SOURCE:
* BEGIN *
- Ministry Update
• May 1, 2008
• April 11, 2008
• January 28, 2008
• November 22, 2007
Ministry Update: May 1, 2008

URGENCY HAS MET OPPORTUNITY IN UGANDA.
Dear friends,
Last week I sat in appalled silence as I listened to a woman describe how one of the Uganda’s best-known televangelists used her to raise money by falsely claiming she’d been healed of AIDS—and then left her and her children ruined.
Days earlier, a top Christian leader told me: “While we’re registering many conversions to Christ, we’re not producing an equal quality of pastors who are grounded—who rightly divide the Word of truth. And because of that lack of quality leadership, our people are prey to deceit, to deception of all kinds—including cults.... Please, please, equip us for the truth.”
And I knew that we could wait no longer.
On April 11, John Divito and I asked you to pray boldly for our ten-day mission to Uganda. And God has graciously answered.
In partnership with the Kampala Evangelical School of Theology (KEST), CFAR is preparing to launch the Africa Center for Apologetics Research (ACFAR) in January of 2009.
African leaders have extended their hand to us. Now is the time to answer their appeal and establish a ministry that will equip Christians in East Africa for discernment and the defense of the Gospel!
Background
Say the word “cult” to a Ugandan, and he is likely to associate it with terror and tragedy. From the armed rebellion of Alice Lakwena’s Holy Spirit Army to the Lord’s Resistance Army of Joseph Kony, from the murderous Movement for the Restoration of the Ten Commandments of God to the apocalyptic World Message Last Warning, cults in Uganda have left scars that are deep and lasting.
Powerful international cults like the Jehovah’s Witnesses and Mormons work largely unopposed. Lesser-known groups from Europe and North America, like the Branhamites and New Apostolic Church, are growing even more rapidly. Home-grown cults like that of Ugandan “god-man” Desteo Bisaka (who encourages the mass burning of Bibles) draw legions of followers.
But one of the most appalling realities of Uganda—and East Africa—today is the widespread abuse by charismatic pastors who take the teachings of heretical Word-Faith preachers like Kenneth Hagin and Kenneth Copeland and twist them further to callously manipulate and rob huge numbers of vulnerable Christians. Despite repeated scandals, such pastors are multiplying, even as they spread error, ruin lives, and blacken the reputation of Christ with almost no interference.
* END *
Location annotation dataset excerpts:
* BEGIN *
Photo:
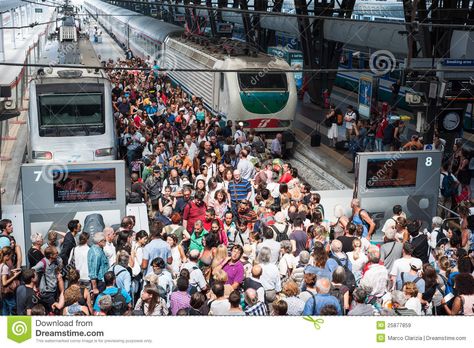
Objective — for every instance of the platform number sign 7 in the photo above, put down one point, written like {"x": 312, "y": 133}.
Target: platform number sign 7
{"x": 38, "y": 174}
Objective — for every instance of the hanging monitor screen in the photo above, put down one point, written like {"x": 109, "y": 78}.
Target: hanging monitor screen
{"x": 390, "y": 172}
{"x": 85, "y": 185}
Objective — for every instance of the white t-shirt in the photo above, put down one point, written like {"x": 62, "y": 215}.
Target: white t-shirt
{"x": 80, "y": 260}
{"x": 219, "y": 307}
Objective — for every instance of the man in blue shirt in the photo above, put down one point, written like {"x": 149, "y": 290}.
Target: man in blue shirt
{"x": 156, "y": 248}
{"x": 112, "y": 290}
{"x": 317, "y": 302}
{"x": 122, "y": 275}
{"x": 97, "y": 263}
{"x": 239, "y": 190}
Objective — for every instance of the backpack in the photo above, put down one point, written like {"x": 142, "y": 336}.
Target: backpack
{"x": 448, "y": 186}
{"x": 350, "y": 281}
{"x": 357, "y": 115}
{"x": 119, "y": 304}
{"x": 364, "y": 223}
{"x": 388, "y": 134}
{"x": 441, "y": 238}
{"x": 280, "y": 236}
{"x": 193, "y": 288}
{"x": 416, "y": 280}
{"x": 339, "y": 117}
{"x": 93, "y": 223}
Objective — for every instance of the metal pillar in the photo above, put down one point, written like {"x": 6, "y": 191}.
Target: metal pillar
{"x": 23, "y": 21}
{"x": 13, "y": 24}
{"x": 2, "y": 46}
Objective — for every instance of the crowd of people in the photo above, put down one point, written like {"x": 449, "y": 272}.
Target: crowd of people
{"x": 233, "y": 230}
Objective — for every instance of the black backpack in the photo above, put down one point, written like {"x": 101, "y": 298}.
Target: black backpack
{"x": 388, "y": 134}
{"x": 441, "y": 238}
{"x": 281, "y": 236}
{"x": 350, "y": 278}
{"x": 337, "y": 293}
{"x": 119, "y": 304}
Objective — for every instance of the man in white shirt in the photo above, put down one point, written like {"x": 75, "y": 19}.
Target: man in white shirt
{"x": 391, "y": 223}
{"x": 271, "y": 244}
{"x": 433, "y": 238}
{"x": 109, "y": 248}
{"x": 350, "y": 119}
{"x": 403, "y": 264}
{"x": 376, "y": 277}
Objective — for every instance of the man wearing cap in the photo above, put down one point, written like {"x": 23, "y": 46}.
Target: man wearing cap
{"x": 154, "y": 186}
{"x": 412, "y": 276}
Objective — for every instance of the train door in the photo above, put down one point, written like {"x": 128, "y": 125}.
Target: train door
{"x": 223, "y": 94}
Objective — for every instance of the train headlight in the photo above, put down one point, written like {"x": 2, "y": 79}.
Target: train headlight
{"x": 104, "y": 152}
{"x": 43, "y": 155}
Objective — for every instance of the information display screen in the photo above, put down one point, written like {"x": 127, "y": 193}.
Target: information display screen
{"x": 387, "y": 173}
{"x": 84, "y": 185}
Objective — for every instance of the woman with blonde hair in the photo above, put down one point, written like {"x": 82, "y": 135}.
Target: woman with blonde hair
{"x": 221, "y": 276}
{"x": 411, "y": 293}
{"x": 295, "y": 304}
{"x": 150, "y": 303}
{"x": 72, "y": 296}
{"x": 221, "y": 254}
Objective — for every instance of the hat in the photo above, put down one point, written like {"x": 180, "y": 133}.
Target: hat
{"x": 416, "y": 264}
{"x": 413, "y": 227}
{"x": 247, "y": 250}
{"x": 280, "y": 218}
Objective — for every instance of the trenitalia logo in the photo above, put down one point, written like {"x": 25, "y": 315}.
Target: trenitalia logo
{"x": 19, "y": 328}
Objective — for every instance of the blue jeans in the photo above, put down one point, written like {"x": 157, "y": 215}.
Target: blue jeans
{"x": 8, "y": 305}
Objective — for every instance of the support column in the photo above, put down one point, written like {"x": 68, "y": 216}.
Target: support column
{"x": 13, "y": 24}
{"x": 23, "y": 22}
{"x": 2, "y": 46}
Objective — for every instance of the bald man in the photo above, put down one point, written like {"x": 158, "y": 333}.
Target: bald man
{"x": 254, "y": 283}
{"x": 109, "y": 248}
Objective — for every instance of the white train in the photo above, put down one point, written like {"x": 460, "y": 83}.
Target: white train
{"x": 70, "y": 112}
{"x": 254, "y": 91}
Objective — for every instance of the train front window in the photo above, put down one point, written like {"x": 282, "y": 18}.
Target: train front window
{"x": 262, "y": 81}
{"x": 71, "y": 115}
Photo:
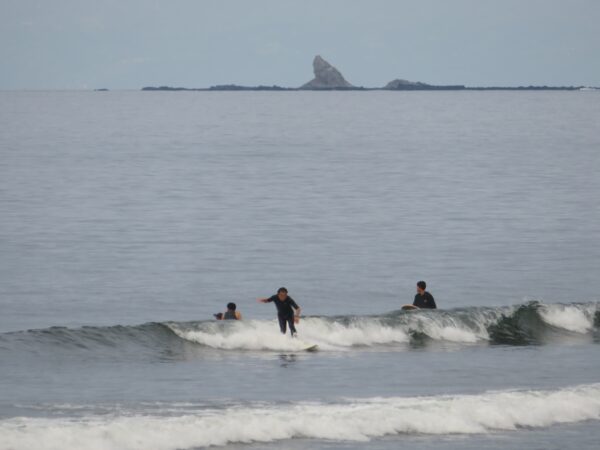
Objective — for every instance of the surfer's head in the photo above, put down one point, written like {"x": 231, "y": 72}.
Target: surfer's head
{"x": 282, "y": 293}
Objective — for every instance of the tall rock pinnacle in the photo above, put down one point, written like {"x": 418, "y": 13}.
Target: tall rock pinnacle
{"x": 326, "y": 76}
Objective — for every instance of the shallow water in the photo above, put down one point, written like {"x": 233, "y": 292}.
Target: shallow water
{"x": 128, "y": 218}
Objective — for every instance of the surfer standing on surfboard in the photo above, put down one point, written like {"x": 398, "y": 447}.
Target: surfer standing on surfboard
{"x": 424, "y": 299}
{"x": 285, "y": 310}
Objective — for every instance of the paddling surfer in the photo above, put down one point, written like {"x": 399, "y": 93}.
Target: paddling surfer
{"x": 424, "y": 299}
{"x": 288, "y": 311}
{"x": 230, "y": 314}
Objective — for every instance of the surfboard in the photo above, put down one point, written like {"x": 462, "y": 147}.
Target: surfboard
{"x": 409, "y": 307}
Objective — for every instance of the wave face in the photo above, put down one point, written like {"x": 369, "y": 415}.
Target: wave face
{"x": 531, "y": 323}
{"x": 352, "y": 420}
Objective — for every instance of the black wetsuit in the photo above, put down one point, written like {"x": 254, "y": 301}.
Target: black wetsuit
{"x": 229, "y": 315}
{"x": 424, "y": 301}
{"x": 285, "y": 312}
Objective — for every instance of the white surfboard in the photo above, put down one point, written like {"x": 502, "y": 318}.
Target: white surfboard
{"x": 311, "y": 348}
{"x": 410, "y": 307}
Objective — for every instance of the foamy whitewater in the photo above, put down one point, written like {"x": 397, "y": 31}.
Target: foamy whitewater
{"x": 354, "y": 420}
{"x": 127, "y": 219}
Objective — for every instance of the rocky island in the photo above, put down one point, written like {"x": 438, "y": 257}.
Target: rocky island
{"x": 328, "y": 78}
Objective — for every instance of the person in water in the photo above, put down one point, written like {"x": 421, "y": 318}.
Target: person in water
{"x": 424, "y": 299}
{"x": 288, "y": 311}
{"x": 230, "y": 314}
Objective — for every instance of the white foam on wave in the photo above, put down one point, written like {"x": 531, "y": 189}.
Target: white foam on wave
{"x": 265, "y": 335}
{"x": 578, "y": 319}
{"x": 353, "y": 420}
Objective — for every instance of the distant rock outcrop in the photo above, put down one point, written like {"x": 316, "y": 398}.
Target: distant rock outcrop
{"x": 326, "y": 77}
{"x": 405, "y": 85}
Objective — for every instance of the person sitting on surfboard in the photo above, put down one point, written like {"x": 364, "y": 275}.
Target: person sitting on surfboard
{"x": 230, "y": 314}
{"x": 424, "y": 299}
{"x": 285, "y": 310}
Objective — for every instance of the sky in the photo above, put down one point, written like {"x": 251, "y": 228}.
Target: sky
* END *
THE REQUEST: Resume the ministry update on Uganda, picking up after its final sentence.

FINAL RESULT:
It’s no wonder that the government of Uganda has made known its intention to create a state agency to monitor and investigate religious groups throughout the country. Christian leaders are concerned that the excesses of the cults are now endangering the fundamental freedoms of responsible churches.
Mission
In light of Scripture’s commands to defend the faith once for all delivered to the saints (e.g., Jude 3–4), the Africa Center for Apologetics Research will:
• Monitor and continuously compile accurate data on new and controversial religious groups active in Uganda and East Africa
• Analyze the beliefs and practices of such groups in the light of Scripture, and develop practical apologetic responses
• Warn and inoculate the greatest possible number of lay believers against both indigenous and imported cults and aberrant Christian movements
• Equip pastors, seminary and Bible college students, Christian workers, and lay believers with tools and training to enable them to recognize and respond effectively to such groups (both apologetically and evangelistically)
• Raise up African apologists who will model balanced, biblical reasoning and responses to the challenges posed by heretical movements
To begin the Center’s work in East Africa, John Divito and his family need roughly $5,500 per month in support to move to Kampala. Indeed, as the Apostle John wrote of Christ’s early missionaries, “we ought to support such men, so that we may be fellow workers with the truth” (3 John 8).
Will you and your church rise to the challenge join us in raising up a generation of Christian apologists in East Africa?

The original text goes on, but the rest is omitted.